Show all lines of the listing that contain the word "fluorescent".
Top of Given data
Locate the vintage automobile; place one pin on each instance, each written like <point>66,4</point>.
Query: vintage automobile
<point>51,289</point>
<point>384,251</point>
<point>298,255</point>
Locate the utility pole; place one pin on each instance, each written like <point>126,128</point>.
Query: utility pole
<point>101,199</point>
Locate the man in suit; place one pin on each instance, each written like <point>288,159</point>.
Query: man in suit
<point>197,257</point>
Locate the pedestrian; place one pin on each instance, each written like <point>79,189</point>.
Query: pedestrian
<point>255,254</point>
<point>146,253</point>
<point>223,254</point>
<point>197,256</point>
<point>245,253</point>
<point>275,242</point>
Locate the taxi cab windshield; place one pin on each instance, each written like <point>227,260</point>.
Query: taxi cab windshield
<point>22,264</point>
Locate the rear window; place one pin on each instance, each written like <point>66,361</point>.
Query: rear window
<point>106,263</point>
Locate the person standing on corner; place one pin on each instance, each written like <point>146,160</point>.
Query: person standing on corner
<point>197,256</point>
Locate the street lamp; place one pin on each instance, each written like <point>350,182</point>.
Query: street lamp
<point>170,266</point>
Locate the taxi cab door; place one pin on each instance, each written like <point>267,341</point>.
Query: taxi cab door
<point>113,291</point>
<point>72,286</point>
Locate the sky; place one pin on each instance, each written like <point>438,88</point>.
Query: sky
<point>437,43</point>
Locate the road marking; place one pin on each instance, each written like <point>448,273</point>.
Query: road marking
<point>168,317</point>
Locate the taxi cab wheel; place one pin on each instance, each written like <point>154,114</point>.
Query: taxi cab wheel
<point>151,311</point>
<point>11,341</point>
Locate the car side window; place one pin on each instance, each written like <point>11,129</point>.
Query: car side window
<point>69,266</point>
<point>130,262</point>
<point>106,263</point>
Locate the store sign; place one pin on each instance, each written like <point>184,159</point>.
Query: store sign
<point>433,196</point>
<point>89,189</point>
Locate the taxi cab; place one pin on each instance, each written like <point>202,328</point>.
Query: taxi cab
Bottom of Given data
Top of Given data
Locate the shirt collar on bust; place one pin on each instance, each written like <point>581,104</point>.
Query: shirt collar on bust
Bottom of Given data
Top of Given data
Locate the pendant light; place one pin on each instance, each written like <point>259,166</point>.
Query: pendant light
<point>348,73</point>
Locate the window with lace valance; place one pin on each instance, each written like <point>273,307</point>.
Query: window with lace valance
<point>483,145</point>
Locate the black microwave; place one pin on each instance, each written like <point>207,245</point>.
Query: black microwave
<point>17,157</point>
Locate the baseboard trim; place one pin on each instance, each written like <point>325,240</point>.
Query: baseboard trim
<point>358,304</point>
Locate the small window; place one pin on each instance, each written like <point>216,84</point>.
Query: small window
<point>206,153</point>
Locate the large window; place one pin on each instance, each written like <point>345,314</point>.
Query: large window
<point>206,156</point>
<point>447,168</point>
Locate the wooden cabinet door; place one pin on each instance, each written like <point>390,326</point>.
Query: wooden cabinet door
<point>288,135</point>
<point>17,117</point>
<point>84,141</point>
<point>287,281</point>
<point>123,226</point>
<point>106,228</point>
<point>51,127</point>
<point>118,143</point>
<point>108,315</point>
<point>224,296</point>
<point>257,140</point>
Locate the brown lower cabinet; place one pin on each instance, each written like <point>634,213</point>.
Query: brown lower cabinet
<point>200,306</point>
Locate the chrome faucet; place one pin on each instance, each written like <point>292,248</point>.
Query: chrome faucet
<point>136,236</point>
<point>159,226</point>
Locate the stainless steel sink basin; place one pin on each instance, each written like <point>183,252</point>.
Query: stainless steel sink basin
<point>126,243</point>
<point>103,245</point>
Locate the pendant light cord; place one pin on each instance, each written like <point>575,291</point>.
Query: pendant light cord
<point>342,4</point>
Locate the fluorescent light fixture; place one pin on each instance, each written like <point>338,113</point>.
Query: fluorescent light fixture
Bottom of Given data
*Result of the task*:
Locate the fluorescent light fixture; place one pin on each instance, each written like <point>338,113</point>.
Query: fluorescent light fixture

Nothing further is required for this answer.